Passage provided —
>>

How to avoid corrupted deferred actions

Previous Topic Next Topic
 
classic Classic list List threaded Threaded
15 messages Options
Reply | Threaded
Open this post in threaded view
|

How to avoid corrupted deferred actions

Sebastián Sastre
Hi all,

    I had an application that stores stb files (serialized models) as the
main user application file type.

    With this files the user can open and store the state of it document.

    Now I found that when opening one of this models and click on a list
header to sort some list of items that are part of the model, when I store
it on disk, then I can't restore it again.

    Debugging the error when the model is beign loaded, I found that the
model deserializes OK but inmediately after it tries to evaluate some
deferred actions that has inside an invalid view.

    My question is: how that view reached the model (only when sorting the
headers)? and how to avoid any kind of undesirable deferred actions like
this.

    regards,

--
Sebastián Sastre
[hidden email]
www.seaswork.com.ar


Reply | Threaded
Open this post in threaded view
|

Re: How to avoid corrupted deferred actions

Schwab,Wilhelm K
Sebastián,

>     Now I found that when opening one of this models and click on a list
> header to sort some list of items that are part of the model, when I store
> it on disk, then I can't restore it again.

There at least was a bug in Dolphin, such that sort blocks were
captured, causing problems on re-load after sorting.  My recollection is
that this has long since been patched, but I can't speak from
experience, because my workaround #asOrderedCollection and #list: sends
are still in place (there was really no reason to remove them).


>     Debugging the error when the model is beign loaded, I found that the
> model deserializes OK but inmediately after it tries to evaluate some
> deferred actions that has inside an invalid view.
>
>     My question is: how that view reached the model (only when sorting the
> headers)? and how to avoid any kind of undesirable deferred actions like
> this.

First, I could be "remembering" a fix that does not exist.  Otherwise,
are you by any chance loading the model from other than the UI process?

Have a good one,

Bill

--
Wilhelm K. Schwab, Ph.D.
[hidden email]


Reply | Threaded
Open this post in threaded view
|

Re: How to avoid corrupted deferred actions

Louis Sumberg-2
In reply to this post by Sebastián Sastre
Hi Sebastian,

>     Now I found that when opening one of this models and click on a list
> header to sort some list of items that are part of the model, when I store
> it on disk, then I can't restore it again.

As Bill noted in his reply, this does sound like the old "stb filing a
sorted collection" problem.  I don't think there ever was a system fix for
this.  Try converting the model's list to an OrderedCollection before saving
it and see if that works.

-- Louis


Reply | Threaded
Open this post in threaded view
|

Re: How to avoid corrupted deferred actions

Chris Uppal-3
In reply to this post by Sebastián Sastre
Sebastián Sastre wrote:

>     I had an application that stores stb files (serialized models) as the
> main user application file type.

<<

Raw data —
>>

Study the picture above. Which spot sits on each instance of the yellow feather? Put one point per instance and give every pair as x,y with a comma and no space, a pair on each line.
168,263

<<

Exercises —
1. Translate this sentence from the thread on corrupted deferred actions into Spanish: "Try converting the model's list to an OrderedCollection before saving it and see if that works."
2. From the thread on corrupted deferred actions, write out the stretch from "As Bill noted" through "if that works.".
The data after the thread on corrupted deferred actions is separate material and not part of that thread.

Responses to the exercise —
1. Intenta convertir la lista del modelo en una OrderedCollection antes de guardarla y comprueba si eso funciona.

2.
As Bill noted in his reply, this does sound like the old "stb filing a
sorted collection" problem.  I don't think there ever was a system fix for
this.  Try converting the model's list to an OrderedCollection before saving
it and see if that works.